*Task brief*.
Find and copy the lines in the records beneath this task that contain the word "paved".
** Extracted records follows **
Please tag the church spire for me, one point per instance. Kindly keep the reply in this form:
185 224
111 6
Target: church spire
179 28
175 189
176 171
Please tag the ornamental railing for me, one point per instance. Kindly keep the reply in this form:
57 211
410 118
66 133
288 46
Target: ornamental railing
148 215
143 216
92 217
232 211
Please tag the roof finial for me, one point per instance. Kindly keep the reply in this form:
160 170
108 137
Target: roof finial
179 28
** End of Extracted records **
** Extracted records follows **
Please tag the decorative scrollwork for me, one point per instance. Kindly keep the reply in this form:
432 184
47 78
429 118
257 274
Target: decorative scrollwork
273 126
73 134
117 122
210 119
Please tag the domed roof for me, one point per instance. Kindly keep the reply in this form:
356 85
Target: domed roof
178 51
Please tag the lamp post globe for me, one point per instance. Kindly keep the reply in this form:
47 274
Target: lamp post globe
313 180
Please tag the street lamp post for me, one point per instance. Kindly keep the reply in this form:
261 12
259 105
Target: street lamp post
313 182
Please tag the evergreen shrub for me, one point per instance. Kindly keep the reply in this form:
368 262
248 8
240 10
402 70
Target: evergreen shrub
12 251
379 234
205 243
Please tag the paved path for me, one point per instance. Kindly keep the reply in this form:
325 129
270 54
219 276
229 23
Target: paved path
** End of Extracted records **
*Result of the exercise*.
Please tag the paved path for me, one point per instance. Kindly keep the reply in this form:
Target: paved path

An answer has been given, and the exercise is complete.